(Action item) Return the part of the garbage collector status update that begins at the words "No points for" and stops after the words "a core dump.", copied without any change.

Blue Ridge status update: December 2019
Published on the
Topics: garbage-collection
Just a "quick" update on the development status of my low-pause incremental garbage collector (code name Blue Ridge): it's progressing rather nicely, considering how little motivation my clinically depressed self is able to muster up most days.
No points for guessing where the code name comes from.
The garbage collector as currently implemented, in just above 2 thousand lines of code, is already working, that is, it correctly allocates memory and collects garbage, even under address and undefined behavior sanitizers, though it's limited to stop-the-world operation at the moment. This is merely a pragmatic decision on what order to do things in: I'd rather have heap verifiers implemented and tested before diving into incrementality, as catching any potential heap corruptions or invariant violations right away is much preferable to trying to divine the cause of a crash from a core dump.
That being said, most of the hard work for supporting incremental collections has already been done. Most of the collector's code is written in a way that makes incremental work easy enough, it just happens to not be used in that way yet.
Performance appears to be fine so far. Pure allocation rate of object that die quickly is limited by how fast the CPU is able to write object data to memory, like in any good moving GC, as the hot path of allocation consists of just advancing a pointer. Collection time is dominated by marking, as one could expect. Throughput, measured by taking the wall-clock time of a program that allocates a linked list of 10 million conses then throws it away, repeating 500 times, is not bad either, being within the same order of magnitude as HotSpot's Shenandoah collector in its passive (stop-the-world only) mode, and beating handily its Parallel and G1 collectors with all four collectors limited to a 1 GB heap, which again, is not unexpected: this is not a very good workload+heap size combination for generational collectors, as they're forced to prematurely tenure conses, which then results in a significant number of painful major collections, while Blue Ridge and Shenandoah aren't affected due to their non-generational nature.
Blue Ridge in its current state also features policies, switchable at runtime, that are informed whenever interesting events happen, such as a new region being allocated or the current phase being changed, and that in turn decide whether or not start a cycle, and if so what kind — incremental or stop-the-world — and what regions should belong to the collection set. It is through this mechanism that the aforementioned 1 GB heap limit has been implemented, as Blue Ridge's heap is normally discontinuous, dynamically resizable in either direction and theoretically unlimited.
All things considered, the development of my garbage collector is progressing well, if slowly due to circumstances beyond my control. I hope I'll be able to have a functionally complete version soon, because that's where the real fun begins: playing around with all the knobs the get the lowest latency, lowest footprint and highest throughput possible.

(Excerpted records)
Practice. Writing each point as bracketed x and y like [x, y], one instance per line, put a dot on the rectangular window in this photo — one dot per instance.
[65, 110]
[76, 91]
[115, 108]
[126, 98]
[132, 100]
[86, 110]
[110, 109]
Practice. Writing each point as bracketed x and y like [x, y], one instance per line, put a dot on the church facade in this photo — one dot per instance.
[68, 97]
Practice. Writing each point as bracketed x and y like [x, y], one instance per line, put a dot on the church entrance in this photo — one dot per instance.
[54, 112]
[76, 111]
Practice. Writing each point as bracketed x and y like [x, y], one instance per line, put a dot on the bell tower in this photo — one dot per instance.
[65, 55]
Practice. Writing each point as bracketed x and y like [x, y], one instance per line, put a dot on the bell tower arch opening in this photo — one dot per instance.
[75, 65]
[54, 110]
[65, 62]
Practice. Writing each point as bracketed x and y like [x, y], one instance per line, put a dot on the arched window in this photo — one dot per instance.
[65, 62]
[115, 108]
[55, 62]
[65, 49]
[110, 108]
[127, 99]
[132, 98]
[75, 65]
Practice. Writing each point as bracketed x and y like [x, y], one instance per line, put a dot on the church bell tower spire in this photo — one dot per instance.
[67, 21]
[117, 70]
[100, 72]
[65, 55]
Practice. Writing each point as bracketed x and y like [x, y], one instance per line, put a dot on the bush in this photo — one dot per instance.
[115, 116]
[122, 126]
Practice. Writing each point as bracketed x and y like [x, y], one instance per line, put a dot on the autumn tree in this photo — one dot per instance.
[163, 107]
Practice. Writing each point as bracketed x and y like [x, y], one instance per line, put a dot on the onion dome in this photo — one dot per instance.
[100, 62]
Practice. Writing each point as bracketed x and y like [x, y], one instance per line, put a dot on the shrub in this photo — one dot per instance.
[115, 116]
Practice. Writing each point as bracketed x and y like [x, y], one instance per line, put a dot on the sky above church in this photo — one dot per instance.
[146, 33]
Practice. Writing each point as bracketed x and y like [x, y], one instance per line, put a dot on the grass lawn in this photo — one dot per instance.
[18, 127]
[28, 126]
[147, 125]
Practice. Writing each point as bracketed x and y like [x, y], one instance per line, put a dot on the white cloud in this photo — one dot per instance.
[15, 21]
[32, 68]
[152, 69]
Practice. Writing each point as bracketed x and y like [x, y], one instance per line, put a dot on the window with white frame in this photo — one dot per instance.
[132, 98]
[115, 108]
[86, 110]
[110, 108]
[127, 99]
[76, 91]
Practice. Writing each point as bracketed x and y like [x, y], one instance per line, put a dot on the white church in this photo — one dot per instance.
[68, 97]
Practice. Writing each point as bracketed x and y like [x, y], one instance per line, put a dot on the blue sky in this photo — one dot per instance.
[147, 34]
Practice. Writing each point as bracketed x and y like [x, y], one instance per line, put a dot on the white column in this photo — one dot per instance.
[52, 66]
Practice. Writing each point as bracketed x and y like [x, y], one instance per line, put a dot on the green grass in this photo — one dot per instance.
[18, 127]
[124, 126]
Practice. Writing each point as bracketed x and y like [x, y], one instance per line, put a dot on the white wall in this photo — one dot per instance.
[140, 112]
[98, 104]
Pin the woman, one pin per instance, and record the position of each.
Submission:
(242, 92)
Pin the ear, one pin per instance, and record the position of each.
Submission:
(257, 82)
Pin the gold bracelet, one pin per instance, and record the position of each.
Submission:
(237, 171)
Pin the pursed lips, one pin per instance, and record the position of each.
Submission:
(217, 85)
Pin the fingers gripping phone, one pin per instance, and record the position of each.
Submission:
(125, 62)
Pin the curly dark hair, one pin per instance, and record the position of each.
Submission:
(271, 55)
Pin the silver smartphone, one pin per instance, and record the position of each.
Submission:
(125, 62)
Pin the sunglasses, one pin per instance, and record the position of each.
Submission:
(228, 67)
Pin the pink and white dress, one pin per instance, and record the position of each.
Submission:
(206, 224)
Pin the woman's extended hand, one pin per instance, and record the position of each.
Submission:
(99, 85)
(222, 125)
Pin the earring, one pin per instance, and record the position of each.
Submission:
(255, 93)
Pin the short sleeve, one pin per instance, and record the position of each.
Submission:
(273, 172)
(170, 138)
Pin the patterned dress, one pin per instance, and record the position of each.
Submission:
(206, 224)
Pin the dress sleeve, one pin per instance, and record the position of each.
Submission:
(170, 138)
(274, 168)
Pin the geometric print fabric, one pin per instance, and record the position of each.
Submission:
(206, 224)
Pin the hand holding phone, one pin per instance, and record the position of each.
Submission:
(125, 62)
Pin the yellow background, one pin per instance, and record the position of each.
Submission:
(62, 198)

(Expected answer)
No points for guessing where the code name comes from.
The garbage collector as currently implemented, in just above 2 thousand lines of code, is already working, that is, it correctly allocates memory and collects garbage, even under address and undefined behavior sanitizers, though it's limited to stop-the-world operation at the moment. This is merely a pragmatic decision on what order to do things in: I'd rather have heap verifiers implemented and tested before diving into incrementality, as catching any potential heap corruptions or invariant violations right away is much preferable to trying to divine the cause of a crash from a core dump.